Task to carry out: Rewrite the entries, from the line containing "For each instance of the tree" through the end of the entries, as a two-column CSV with the header instruction,points. Give each entry one row: its text goes in the instruction field and its answer goes in the points field, each field is quoted, and line breaks become spaces.

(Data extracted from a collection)
++++++++++++++++++++

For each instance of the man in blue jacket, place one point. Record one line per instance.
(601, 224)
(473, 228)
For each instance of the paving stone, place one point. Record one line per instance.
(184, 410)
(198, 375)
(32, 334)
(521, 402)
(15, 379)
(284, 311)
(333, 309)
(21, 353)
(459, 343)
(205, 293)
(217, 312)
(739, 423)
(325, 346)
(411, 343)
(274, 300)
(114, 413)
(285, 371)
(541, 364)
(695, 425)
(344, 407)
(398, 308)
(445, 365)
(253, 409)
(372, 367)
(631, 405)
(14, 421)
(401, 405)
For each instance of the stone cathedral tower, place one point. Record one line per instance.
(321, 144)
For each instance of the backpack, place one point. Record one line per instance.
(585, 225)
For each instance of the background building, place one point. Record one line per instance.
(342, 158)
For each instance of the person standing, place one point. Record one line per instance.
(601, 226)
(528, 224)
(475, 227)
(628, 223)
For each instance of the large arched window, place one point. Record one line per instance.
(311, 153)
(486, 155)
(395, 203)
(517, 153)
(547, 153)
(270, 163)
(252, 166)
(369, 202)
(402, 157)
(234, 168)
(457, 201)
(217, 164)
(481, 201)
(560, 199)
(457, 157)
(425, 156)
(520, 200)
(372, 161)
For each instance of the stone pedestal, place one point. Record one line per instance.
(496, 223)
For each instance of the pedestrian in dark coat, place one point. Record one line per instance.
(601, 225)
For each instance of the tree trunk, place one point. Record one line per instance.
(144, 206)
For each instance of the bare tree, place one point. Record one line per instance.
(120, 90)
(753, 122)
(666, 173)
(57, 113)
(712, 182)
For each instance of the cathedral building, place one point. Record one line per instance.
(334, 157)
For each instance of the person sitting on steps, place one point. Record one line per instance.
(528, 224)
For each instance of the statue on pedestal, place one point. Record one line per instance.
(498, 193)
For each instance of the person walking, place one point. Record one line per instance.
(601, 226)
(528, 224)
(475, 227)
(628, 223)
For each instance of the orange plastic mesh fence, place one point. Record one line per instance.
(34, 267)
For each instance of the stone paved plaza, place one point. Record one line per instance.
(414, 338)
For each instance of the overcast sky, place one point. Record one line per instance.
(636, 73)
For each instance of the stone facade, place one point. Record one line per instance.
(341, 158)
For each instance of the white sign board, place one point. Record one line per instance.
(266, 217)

++++++++++++++++++++

The reply:
instruction,points
"For each instance of the tree trunk, place one point. Record one line per instance.","(144, 206)"
"For each instance of the bare tree, place one point. Record one line per instance.","(120, 90) (753, 122) (666, 173) (57, 113) (712, 182)"
"For each instance of the cathedral building, place one point. Record one line per instance.","(334, 157)"
"For each instance of the person sitting on steps, place one point. Record one line per instance.","(528, 224)"
"For each instance of the statue on pedestal, place one point. Record one line per instance.","(498, 193)"
"For each instance of the person walking, place one point. Record one line per instance.","(601, 226) (528, 224) (475, 227) (628, 223)"
"For each instance of the orange plastic mesh fence, place one point. Record one line per instance.","(34, 267)"
"For each instance of the stone paved plaza, place one point. Record one line per instance.","(414, 338)"
"For each instance of the overcast sky, place one point. Record one line per instance.","(636, 73)"
"For each instance of the stone facade, place one point. Record one line per instance.","(341, 158)"
"For each instance of the white sign board, place one point. Record one line per instance.","(266, 217)"